(A set of records)
▼
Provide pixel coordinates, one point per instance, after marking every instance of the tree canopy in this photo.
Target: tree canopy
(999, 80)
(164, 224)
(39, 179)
▲
Return every line of the records above, word for word, with nothing changed.

Provide pixel coordinates, one point per instance, after marking every instance of the tree canopy in this photo.
Target: tree canopy
(999, 80)
(164, 224)
(39, 179)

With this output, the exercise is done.